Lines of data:
····················

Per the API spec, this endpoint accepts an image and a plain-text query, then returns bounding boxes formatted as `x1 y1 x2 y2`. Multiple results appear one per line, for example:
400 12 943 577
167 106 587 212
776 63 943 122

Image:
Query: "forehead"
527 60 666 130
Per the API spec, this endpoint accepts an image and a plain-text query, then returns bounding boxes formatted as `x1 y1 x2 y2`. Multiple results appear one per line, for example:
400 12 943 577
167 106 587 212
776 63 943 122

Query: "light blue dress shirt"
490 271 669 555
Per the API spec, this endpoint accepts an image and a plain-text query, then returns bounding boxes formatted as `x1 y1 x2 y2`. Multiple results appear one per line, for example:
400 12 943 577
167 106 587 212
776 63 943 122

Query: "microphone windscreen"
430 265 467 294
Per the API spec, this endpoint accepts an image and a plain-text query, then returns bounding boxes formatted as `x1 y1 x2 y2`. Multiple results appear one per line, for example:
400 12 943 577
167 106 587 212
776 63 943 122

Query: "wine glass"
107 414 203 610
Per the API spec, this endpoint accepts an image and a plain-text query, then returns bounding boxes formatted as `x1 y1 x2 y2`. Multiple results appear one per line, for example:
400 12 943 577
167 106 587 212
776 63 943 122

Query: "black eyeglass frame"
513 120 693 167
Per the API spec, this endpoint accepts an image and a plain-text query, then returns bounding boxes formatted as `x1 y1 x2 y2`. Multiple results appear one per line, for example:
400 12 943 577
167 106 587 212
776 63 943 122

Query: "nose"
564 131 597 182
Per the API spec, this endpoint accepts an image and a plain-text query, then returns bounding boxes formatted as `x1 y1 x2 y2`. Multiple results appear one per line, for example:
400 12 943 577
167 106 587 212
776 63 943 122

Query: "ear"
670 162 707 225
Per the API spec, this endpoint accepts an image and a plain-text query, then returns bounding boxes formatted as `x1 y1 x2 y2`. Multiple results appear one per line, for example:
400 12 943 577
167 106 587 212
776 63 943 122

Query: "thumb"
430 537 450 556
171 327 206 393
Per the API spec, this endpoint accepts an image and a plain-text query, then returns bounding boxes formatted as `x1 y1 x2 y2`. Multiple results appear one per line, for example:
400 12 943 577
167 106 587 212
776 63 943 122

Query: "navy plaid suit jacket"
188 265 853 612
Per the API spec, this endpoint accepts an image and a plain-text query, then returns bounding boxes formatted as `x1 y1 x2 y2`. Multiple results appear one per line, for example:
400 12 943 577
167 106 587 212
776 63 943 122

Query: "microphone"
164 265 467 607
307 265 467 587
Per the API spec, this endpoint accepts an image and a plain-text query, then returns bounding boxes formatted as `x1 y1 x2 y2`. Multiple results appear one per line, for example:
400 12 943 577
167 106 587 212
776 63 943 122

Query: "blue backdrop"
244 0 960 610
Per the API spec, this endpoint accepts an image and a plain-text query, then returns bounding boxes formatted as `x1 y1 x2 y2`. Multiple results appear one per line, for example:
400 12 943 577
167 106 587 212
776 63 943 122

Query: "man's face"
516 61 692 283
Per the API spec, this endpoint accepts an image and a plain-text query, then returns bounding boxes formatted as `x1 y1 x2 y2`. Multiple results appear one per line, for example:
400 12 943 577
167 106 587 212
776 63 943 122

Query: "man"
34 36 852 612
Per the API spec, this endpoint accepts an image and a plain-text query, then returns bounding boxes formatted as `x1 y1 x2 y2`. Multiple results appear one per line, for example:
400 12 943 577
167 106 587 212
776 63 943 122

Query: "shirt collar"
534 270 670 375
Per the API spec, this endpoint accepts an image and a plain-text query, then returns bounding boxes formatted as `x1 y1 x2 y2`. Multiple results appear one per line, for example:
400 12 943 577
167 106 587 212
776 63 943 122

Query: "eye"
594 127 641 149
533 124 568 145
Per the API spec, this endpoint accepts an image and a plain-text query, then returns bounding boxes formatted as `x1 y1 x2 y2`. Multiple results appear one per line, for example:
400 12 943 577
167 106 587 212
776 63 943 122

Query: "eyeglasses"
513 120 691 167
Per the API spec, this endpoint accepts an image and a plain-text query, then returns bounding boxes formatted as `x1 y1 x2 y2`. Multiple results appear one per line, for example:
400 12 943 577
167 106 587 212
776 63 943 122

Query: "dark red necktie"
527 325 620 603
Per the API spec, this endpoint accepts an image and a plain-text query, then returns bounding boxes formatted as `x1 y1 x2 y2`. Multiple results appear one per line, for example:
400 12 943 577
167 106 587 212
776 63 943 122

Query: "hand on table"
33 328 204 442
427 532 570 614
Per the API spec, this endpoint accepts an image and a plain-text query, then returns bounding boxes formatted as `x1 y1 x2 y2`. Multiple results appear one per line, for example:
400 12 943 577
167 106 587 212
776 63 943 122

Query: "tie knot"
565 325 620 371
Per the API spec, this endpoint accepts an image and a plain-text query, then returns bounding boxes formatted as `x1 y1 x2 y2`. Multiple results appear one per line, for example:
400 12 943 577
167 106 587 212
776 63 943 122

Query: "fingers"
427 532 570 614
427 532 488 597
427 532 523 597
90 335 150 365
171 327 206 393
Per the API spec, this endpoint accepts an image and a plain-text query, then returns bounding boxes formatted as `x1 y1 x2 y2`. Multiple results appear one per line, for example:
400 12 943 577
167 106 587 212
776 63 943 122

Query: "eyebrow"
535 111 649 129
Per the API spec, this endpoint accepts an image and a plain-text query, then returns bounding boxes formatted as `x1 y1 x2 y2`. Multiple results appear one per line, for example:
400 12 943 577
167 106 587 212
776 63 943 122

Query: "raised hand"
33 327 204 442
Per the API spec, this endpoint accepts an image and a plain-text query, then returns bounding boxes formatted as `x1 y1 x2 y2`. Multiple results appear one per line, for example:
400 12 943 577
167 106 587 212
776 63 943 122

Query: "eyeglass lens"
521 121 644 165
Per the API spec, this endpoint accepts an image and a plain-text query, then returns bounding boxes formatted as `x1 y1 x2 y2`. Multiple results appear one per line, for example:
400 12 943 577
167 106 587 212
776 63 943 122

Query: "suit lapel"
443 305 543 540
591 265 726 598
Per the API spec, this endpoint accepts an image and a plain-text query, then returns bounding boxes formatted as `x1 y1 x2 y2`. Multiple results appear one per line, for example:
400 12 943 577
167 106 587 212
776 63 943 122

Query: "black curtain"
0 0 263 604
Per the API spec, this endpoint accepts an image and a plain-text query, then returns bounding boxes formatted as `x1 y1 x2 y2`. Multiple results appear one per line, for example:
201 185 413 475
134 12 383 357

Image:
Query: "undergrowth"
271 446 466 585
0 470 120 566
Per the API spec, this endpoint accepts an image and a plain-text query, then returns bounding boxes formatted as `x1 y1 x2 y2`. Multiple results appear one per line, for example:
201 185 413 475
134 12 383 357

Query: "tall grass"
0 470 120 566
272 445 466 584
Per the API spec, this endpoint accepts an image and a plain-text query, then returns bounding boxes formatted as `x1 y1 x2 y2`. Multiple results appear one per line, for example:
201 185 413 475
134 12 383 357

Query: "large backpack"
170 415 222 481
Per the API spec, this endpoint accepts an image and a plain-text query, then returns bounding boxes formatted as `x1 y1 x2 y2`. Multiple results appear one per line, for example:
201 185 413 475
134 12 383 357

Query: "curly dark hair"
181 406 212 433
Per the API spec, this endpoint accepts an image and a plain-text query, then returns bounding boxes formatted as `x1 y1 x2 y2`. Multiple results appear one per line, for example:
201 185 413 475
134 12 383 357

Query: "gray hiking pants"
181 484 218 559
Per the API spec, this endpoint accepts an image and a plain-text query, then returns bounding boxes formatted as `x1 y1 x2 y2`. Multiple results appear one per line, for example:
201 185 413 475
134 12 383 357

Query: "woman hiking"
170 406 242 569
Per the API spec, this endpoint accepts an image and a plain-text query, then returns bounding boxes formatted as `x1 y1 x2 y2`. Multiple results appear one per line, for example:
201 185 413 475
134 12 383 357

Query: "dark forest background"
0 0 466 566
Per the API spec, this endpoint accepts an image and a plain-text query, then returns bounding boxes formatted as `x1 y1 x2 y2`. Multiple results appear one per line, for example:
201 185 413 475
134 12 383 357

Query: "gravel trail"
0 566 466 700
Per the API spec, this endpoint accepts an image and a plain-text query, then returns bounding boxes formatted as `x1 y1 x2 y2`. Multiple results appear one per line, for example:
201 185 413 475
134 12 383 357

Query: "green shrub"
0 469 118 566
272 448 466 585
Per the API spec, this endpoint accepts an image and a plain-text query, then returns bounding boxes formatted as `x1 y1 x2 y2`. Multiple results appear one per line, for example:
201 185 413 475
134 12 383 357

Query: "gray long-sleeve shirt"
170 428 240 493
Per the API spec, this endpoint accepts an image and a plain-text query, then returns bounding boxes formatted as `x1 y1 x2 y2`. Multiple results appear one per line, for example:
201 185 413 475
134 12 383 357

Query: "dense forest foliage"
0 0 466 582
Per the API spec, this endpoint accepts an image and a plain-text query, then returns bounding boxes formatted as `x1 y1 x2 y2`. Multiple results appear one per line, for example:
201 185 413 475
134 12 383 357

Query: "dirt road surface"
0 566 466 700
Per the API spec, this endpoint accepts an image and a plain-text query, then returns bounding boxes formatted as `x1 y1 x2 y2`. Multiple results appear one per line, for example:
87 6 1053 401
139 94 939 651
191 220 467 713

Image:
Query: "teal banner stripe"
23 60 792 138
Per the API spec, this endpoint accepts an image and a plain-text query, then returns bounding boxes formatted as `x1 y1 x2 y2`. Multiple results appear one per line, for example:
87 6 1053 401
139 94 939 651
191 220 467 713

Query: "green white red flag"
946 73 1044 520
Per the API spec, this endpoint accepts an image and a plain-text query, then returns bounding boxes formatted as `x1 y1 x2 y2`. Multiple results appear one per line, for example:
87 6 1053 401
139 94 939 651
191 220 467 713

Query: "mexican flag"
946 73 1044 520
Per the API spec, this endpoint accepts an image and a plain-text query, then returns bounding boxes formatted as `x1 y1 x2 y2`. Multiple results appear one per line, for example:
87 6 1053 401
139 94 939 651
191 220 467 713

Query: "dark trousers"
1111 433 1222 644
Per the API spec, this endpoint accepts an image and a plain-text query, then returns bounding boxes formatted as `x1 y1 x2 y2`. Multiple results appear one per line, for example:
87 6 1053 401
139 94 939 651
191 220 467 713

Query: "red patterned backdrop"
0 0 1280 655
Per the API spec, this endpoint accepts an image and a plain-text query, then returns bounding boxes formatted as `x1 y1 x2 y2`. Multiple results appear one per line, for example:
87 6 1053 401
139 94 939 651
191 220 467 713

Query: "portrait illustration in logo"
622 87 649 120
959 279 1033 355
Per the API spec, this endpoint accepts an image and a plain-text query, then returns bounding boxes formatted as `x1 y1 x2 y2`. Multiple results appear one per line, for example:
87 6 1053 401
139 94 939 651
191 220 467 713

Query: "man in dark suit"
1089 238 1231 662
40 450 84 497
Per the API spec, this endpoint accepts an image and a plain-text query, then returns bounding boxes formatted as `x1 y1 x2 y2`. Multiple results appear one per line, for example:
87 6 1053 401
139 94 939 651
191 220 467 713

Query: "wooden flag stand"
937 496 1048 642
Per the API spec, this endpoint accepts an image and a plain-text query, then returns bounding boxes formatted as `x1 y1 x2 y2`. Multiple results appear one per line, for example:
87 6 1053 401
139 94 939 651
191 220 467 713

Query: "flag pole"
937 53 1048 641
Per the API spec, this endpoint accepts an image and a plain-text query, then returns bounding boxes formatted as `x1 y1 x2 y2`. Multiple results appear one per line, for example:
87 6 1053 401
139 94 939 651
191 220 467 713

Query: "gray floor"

····················

## Short task
Copy the listing from its first line through the line containing "527 60 666 130", with "forehead" replaced by "chin" and everything else left unchanged.

## Exercise output
Per the API spec, this endpoint accepts an image and a plain-text query, then returns bounding boxes formatted as `x1 y1 x2 y2`. Multiple results appear one per line, for example:
400 12 943 577
167 106 587 212
776 63 943 122

Image:
Query: "chin"
527 60 666 130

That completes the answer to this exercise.